Selected extract >>
start

The Bode plots of these open-loop transfer functions are given in Fig. 4. The cutoff frequencies of the LQR and robust controllers are higher than those of the cascade PI controller due to the separation of the angle loop and speed loop, as shown in Fig. 3. However, in comparison to the cascade PI controller, LQR and robust controllers have a steeper curve slope at 0 dB, which tends to cause system overshoots. In comparison to LQR control, robust control has smaller gains in the high-frequency range and tends to reduce system noise.

end

Provided records >>
start

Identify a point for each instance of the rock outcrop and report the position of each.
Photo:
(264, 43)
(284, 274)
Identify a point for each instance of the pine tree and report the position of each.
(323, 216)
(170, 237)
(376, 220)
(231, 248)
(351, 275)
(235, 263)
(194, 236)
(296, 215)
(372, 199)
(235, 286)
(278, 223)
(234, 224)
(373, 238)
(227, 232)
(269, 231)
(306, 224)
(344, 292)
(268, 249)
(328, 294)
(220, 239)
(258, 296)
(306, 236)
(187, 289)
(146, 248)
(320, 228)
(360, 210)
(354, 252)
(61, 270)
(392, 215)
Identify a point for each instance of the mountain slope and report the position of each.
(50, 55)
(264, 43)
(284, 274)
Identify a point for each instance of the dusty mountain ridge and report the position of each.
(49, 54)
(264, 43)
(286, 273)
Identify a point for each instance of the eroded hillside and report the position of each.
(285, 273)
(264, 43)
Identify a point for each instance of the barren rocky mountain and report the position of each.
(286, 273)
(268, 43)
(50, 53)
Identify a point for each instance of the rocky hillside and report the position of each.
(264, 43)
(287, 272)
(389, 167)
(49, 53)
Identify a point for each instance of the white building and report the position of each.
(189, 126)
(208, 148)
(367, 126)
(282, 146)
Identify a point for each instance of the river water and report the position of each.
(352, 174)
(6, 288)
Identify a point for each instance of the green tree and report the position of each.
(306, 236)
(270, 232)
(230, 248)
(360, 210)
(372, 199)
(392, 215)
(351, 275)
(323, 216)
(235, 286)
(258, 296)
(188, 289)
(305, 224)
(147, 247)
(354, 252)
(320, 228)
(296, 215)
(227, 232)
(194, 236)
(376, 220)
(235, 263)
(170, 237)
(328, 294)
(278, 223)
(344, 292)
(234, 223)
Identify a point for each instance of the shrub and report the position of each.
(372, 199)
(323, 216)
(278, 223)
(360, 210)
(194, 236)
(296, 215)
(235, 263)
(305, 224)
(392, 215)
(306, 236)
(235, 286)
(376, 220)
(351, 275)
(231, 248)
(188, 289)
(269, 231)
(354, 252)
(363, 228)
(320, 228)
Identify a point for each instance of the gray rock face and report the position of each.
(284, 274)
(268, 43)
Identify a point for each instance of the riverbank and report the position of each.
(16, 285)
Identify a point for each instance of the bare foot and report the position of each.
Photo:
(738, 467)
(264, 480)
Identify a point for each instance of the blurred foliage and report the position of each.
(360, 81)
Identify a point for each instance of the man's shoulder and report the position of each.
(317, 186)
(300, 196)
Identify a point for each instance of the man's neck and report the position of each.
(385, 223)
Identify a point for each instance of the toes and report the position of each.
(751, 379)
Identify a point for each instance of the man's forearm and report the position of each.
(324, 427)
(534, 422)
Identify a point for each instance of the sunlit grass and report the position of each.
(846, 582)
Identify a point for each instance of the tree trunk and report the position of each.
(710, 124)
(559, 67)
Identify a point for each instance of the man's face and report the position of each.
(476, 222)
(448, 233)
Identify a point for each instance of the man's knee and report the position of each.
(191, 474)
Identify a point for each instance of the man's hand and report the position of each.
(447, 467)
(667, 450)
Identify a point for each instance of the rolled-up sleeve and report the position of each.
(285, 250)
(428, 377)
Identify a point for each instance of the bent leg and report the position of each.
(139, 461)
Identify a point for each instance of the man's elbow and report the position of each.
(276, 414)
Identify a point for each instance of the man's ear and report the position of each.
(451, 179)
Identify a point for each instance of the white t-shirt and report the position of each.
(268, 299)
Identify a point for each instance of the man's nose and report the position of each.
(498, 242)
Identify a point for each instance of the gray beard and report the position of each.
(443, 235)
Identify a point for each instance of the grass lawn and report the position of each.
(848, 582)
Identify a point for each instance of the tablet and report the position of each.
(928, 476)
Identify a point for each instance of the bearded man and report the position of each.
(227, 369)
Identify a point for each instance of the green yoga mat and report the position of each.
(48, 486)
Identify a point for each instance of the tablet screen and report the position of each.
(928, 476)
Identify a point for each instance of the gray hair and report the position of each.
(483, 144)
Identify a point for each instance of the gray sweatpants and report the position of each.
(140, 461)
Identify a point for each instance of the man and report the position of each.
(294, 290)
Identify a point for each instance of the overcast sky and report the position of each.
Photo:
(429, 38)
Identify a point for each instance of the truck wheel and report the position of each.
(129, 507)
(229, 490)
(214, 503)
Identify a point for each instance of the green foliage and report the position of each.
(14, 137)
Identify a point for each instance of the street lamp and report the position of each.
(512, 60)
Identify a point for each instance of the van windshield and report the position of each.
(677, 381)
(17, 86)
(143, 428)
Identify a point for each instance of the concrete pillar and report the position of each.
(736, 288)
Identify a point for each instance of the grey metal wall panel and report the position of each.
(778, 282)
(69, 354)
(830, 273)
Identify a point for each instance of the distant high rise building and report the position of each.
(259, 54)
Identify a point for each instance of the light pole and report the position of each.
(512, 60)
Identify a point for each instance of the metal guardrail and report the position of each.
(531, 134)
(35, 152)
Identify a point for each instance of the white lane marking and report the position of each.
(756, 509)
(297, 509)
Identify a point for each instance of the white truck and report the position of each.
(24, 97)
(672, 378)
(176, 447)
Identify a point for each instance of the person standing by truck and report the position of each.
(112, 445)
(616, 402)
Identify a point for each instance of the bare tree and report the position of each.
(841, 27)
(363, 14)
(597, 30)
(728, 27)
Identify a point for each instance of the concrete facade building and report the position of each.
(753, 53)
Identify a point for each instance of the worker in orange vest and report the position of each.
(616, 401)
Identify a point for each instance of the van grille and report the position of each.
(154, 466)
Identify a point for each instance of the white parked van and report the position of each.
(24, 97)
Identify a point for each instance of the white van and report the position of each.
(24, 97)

end

Required tasks >>
1. In the Bode plot passage, what does robust control tend to reduce compared with LQR control?
2. Duplicate the Bode plot passage starting at "The Bode plots" and ending at "reduce system noise.".
3. Go on with the Bode plot passage from the point where it stops.
You can set the material aside, since it isn't needed here.

Solved tasks >>
1. It tends to reduce system noise.

2.
The Bode plots of these open-loop transfer functions are given in Fig. 4. The cutoff frequencies of the LQR and robust controllers are higher than those of the cascade PI controller due to the separation of the angle loop and speed loop, as shown in Fig. 3. However, in comparison to the cascade PI controller, LQR and robust controllers have a steeper curve slope at 0 dB, which tends to cause system overshoots. In comparison to LQR control, robust control has smaller gains in the high-frequency range and tends to reduce system noise.

3.
Fig. 4

Open-loop transfer functions

In angle-tracking systems, the speed signal contributes to high-frequency noise. In this context, closed-loop transfer functions from speed noise to control inputs are used to assess the ability of the three controllers to attenuate control fluctuations. Figure 5 shows that the cascade PI controller tends to amplify high-frequency noise, which is likely to exist in the speed signal, in contrast to other controllers:

$$\begin{aligned} T_{{{\text{sPI}}}} = & \,\frac{{sP_{{\text{v}}} + I_{{\text{v}}} }}{{s + P_{{\text{a}}} {(}sP_{{\text{v}}} + I_{{\text{v}}} )G + s(sP_{{\text{v}}} + I_{{\text{v}}} )G}} \\ T_{{{\text{sLQR}}}} = & \,\frac{{s^{2} P_{{{\text{q2}}}} }}{{s + (sP_{{{\text{ql}}}} + I_{{{\text{q1}}}} + s^{2} P_{{{\text{q2}}}} )G}} \\ T_{{{\text{sH}}}} = \, & \frac{{s^{2} P_{{{\text{r2}}}} C_{2} }}{{s + \left( {(sP_{{{\text{rl}}}} + I_{{{\text{rl}}}} )C_{1} + s^{2} P_{{{\text{r2}}}} C_{2} } \right)G}} \\ \end{aligned}$$

(17)

where T_sPI, T_sLQR, and T_sH are closed-loop transfer functions from speed noises to the control input of the cascade PI controller, LQR controller, and robust controller, respectively.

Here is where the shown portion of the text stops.